■ Challenges
1: List every case name cited in the court passage.
2: Transcribe the court passage from "Id.; see also" up to and including "question for review).".

------ Text passage ------

Id.; see also Commonwealth v. Harvard, 64 A.3d 690, 701
(Pa.Super.2013). Additionally, a claim that a sentence is unreasonable
because the trial court decided to run certain portions of it consecutive to
one another also does not raise a substantial question for our review. See
Commonwealth v. Marts, 889 A.2d 608, 612 (Pa.Super.2005) (a claim
that the consecutive nature of sentences violates the Sentencing Code fails
to raise a substantial question for review).
Further, “[t]his Court has held on numerous occasions that a claim of
inadequate consideration of mitigating factors does not raise a substantial
question for our review.” Commonwealth v. Disalvo, 70 A.3d 900, 903
(Pa.Super.2013); see also Commonwealth v. Ratushny, 17 A.3d 1269,
1273 (Pa.Super.2011) (“argument that the sentencing court failed to
adequately consider mitigating factors in favor of a lesser sentence does not
present a substantial question appropriate for our review.”);
Commonwealth v. Ladamus, 896 A.2d 592, 595 (Pa.Super.2006)

------ Raw records ------

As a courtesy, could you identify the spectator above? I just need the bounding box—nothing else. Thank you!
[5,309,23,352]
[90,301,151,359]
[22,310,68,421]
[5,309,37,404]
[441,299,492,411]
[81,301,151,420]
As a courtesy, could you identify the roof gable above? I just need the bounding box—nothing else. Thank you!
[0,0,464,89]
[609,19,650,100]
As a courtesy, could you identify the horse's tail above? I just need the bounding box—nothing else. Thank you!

------
------ Raw records ------

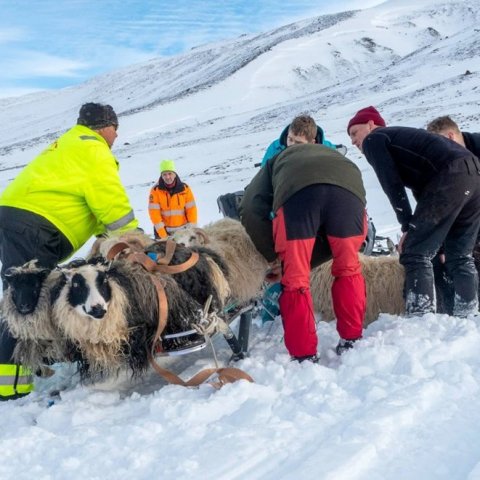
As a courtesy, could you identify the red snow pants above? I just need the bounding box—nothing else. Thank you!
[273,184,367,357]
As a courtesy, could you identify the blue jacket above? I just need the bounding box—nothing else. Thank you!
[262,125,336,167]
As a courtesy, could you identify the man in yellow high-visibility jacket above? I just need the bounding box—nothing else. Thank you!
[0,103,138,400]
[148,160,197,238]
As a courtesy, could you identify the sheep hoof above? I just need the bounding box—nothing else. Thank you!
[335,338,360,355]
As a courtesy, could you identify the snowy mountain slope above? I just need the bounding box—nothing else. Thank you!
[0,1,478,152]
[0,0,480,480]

------

■ Final answers
1:
Commonwealth v. Harvard
Commonwealth v. Marts
Commonwealth v. Disalvo
Commonwealth v. Ratushny
Commonwealth v. Ladamus

2:
Id.; see also Commonwealth v. Harvard, 64 A.3d 690, 701
(Pa.Super.2013). Additionally, a claim that a sentence is unreasonable
because the trial court decided to run certain portions of it consecutive to
one another also does not raise a substantial question for our review. See
Commonwealth v. Marts, 889 A.2d 608, 612 (Pa.Super.2005) (a claim
that the consecutive nature of sentences violates the Sentencing Code fails
to raise a substantial question for review).